== Task statement ==
Skip the pictures. Repeat everything else in the records word for word.

(Polygon annotations for photos)

——————————

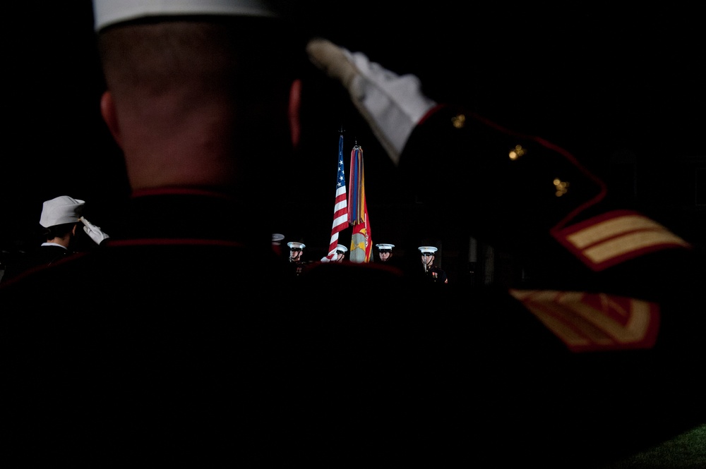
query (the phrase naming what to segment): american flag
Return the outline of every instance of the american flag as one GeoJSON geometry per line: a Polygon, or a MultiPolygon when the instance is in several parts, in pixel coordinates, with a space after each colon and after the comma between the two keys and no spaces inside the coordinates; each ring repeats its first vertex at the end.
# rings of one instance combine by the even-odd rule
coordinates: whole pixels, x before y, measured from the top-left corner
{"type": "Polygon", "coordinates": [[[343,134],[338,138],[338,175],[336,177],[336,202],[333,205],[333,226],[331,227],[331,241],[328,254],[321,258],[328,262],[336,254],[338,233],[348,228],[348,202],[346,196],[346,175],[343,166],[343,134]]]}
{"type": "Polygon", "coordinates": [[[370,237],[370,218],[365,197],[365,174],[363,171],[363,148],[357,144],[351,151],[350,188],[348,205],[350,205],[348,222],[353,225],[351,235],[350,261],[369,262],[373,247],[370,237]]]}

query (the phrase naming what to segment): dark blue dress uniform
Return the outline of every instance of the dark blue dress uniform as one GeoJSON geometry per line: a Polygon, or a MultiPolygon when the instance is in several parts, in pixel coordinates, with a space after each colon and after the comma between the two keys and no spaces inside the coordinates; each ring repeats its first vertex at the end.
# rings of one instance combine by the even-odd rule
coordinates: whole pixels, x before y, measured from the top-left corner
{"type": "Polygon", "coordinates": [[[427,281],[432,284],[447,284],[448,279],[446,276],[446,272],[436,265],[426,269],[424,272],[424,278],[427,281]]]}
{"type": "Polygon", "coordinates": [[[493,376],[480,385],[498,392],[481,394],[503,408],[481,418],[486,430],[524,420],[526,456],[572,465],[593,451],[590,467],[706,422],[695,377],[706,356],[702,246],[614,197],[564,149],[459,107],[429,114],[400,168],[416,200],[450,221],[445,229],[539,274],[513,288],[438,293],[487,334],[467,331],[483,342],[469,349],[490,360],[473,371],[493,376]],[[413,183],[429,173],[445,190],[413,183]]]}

——————————

== The reply ==
query (the phrase naming what to segment): american flag
Return the outline of every instance of the american flag as one GeoJSON geometry per line: a Polygon, or a MultiPolygon when the instance is in several parts, in pixel coordinates, with a space after each colon and after the comma between the two keys and no spaces inside the coordinates; each ring repeats its first vertex at the end.
# rings of one instance combine by the even-odd rule
coordinates: whole pixels, x before y, measured from the top-left corner
{"type": "Polygon", "coordinates": [[[343,134],[338,138],[338,175],[336,177],[336,202],[333,205],[333,226],[331,227],[331,241],[328,254],[321,258],[328,262],[336,254],[338,233],[348,228],[348,202],[346,196],[346,175],[343,166],[343,134]]]}
{"type": "Polygon", "coordinates": [[[370,237],[370,218],[365,197],[365,174],[363,171],[363,148],[357,144],[351,151],[350,188],[348,205],[350,205],[348,222],[353,225],[351,235],[350,261],[369,262],[373,247],[370,237]]]}

query (the phrase naming what to segment): dark blue dress uniform
Return the outline of every instance of the dark blue dress uniform as one GeoJSON geometry per line: a Polygon, or a MultiPolygon when the instance is in several parts, in pixel coordinates, with a space after each colon and after the comma between the two keys and no spaces inside the coordinates; each ring repeats its first vertex at the end.
# rings of one instance combine by the even-odd rule
coordinates: whole pixels, x before y, measured from the top-left corner
{"type": "Polygon", "coordinates": [[[427,281],[432,284],[447,284],[448,279],[446,276],[446,272],[436,265],[426,269],[424,272],[424,278],[427,281]]]}
{"type": "Polygon", "coordinates": [[[493,376],[480,385],[498,392],[481,394],[503,408],[481,418],[486,430],[524,420],[526,456],[572,465],[593,451],[590,467],[706,422],[695,377],[706,356],[702,246],[614,197],[564,149],[459,107],[429,114],[400,168],[416,200],[450,221],[445,229],[539,274],[513,288],[438,293],[487,334],[467,331],[483,342],[469,349],[490,360],[473,371],[493,376]],[[413,183],[429,173],[445,190],[413,183]]]}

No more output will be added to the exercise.